* _抜粋_:
ぎっくり腰の原因とは?
ぎっくり腰は医学的な病名ではなく、正式には「急性腰痛症」と呼ばれ、急激に発症した腰痛を指します。激しい痛みを伴うものの、多くは1週間から10日ほどで自然に回復していきますが、2週間以上改善が見られない、むしろ症状が悪化している、いったんは治まっても繰り返す場合は、ぎっくり腰ではなく、椎間板ヘルニアや圧迫骨折など他の病気が隠れていることがあるので注意が必要です。
ここでは知っているようで知らない、ぎっくり腰の原因、治し方、その予防法について改めて詳しく解説します。
ぎっくり腰のはっきりした原因は不明
ぎっくり腰の発症のきっかけとしてよく知られているのは「重い物を持ち上げた拍子に発症する」ケースですが、実際には「くしゃみをした時」「下に落ちた物を拾おうとした時」や、「少しお辞儀をしただけ」「ただ立ち上がろうとしただけ」など、些細な動作がきっかけで起きることもあります。
これらに共通するのは、中腰の姿勢で行う動作だということ。中腰は椎間板に圧がかかりやすい姿勢で、特にヘルニアなど腰に問題を抱えている人にとっては、トラブルを引き起こしやすい姿勢なのです。

* _資料情報_:
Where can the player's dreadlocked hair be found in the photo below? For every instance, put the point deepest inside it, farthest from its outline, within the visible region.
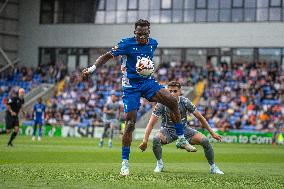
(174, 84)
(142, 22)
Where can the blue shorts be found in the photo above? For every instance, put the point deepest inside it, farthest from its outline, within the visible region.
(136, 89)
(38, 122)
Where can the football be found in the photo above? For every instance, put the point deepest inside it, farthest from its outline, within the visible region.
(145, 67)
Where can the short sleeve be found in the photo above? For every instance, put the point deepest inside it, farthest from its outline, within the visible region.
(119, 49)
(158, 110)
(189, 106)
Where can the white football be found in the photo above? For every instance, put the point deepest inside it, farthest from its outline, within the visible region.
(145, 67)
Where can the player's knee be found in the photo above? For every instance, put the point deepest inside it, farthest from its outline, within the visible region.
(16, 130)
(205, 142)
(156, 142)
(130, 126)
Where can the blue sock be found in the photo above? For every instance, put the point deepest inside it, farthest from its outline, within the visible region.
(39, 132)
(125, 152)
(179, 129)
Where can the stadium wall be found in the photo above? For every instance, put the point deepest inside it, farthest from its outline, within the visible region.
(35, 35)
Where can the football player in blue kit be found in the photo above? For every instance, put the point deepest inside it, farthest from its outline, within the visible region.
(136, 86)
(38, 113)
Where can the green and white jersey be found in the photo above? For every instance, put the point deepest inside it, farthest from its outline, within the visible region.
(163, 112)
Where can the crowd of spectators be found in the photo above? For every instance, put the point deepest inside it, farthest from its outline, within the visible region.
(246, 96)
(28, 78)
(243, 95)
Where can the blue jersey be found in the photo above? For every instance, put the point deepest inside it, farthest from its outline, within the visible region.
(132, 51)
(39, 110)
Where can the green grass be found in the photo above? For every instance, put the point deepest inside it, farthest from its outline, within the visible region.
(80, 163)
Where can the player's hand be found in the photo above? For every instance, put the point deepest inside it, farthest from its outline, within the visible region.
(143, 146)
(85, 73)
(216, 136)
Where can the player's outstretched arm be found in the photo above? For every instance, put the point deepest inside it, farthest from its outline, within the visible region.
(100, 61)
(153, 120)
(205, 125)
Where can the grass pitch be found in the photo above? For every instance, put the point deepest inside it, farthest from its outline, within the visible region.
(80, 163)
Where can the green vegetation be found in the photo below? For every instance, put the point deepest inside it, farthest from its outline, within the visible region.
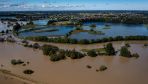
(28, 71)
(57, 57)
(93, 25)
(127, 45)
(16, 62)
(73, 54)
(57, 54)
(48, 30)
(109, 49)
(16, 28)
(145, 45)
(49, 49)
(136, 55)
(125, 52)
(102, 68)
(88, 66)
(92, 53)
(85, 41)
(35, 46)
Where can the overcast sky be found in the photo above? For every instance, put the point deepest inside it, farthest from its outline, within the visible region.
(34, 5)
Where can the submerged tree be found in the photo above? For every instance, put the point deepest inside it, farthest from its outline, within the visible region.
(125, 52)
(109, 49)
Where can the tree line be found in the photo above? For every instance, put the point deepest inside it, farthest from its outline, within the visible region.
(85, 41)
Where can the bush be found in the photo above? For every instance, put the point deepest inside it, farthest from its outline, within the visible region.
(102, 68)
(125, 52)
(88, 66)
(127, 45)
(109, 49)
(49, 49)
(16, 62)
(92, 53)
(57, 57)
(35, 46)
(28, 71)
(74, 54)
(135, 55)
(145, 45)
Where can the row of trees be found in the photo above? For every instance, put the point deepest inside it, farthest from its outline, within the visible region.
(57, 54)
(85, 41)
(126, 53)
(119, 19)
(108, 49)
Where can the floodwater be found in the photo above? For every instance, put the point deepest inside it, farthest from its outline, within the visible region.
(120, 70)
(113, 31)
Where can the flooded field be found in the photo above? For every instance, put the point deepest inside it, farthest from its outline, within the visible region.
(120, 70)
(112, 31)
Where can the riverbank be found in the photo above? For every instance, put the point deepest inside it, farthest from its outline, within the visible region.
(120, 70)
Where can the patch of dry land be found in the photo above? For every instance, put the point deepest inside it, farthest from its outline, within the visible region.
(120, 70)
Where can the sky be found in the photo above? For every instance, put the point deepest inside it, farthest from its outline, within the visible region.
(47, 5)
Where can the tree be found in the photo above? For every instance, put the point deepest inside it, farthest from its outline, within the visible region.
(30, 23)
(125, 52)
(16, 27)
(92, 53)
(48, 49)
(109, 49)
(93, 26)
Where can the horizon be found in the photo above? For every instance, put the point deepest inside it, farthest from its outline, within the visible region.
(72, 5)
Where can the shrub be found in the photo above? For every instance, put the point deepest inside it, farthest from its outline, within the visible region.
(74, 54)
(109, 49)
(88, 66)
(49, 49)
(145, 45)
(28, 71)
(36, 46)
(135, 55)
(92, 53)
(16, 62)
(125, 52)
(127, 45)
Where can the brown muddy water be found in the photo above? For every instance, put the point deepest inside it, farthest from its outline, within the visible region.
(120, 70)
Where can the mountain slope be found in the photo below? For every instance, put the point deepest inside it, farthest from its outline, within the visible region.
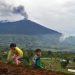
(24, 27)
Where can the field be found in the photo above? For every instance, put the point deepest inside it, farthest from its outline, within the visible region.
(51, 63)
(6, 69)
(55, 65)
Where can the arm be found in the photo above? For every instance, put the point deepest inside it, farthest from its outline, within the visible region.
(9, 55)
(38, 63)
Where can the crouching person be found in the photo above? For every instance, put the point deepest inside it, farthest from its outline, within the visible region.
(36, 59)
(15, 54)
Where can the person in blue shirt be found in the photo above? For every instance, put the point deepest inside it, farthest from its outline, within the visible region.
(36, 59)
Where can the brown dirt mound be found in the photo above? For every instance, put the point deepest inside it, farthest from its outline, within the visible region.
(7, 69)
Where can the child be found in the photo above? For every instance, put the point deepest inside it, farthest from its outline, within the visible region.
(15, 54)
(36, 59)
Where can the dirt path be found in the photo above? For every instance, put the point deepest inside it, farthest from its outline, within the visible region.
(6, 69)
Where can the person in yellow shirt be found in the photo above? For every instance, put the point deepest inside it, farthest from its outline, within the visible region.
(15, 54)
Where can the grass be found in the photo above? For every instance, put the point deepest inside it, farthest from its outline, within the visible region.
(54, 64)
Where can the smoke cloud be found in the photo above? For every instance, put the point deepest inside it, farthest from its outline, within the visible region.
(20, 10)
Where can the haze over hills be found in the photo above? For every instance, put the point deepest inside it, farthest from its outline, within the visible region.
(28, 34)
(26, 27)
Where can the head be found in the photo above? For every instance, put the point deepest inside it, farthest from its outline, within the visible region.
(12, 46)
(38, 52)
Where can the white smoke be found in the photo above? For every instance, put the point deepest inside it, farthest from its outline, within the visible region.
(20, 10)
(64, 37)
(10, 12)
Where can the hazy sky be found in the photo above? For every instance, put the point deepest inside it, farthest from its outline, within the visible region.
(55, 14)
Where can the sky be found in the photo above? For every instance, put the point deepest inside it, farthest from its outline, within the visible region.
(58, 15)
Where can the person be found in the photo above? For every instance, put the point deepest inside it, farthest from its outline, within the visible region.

* _課題_:
1. ぎっくり腰についての文章のうち、「ぎっくり腰は医学的な病名では」から「いて改めて詳しく解説します。」までを一字一句そのまま書き写せ。
2. ぎっくり腰についての文章の続きを、最後の文の次から書き継げ。
項目は参照しなくてよい。

* _解答_:
1.
ぎっくり腰は医学的な病名ではなく、正式には「急性腰痛症」と呼ばれ、急激に発症した腰痛を指します。激しい痛みを伴うものの、多くは1週間から10日ほどで自然に回復していきますが、2週間以上改善が見られない、むしろ症状が悪化している、いったんは治まっても繰り返す場合は、ぎっくり腰ではなく、椎間板ヘルニアや圧迫骨折など他の病気が隠れていることがあるので注意が必要です。
ここでは知っているようで知らない、ぎっくり腰の原因、治し方、その予防法について改めて詳しく解説します。

2.
しかし、ぎっくり腰のはっきりとした原因はいまだ解明されておらず、ぎっくり腰になった時に体の中で何が起こっているのかは実はよく分かっていません。
言い換えれば、ぎっくり腰(急性腰痛症)とは、腰椎(ようつい)椎間板ヘルニアや脊柱管狭窄症(せきちゅうかんきょうさくしょう)、腰椎圧迫骨折など、はっきりした病名がつかない全ての急性腰痛の総称ともいえるのです。
ぎっくり腰だと思ったら、別の病気が隠れていることも
このようなことから、椎間板ヘルニアや圧迫骨折などの病気による痛みを、ただのぎっくり腰だろうと思って放置したり、マッサージなどの施術を受けてかえって悪化してしまったりすることがあります。2週間以上経っても症状が回復しない場合や繰り返す場合は、他の病気が原因ではないか、整形外科を受診して確認することが大切です。
ぎっくり腰と間違いやすい病気やけがとしては次のようなものがあります。
・高齢者では、骨粗鬆(しょう)症に伴う脊椎の圧迫骨折の可能性もあります。
・足のしびれなど他の症状もある場合は、椎間板ヘルニアや脊柱管狭窄症なども疑われます。
・ぎっくり腰を繰り返している人は、椎間板ヘルニアをはじめとした、背骨の病気が隠れている可能性もあります。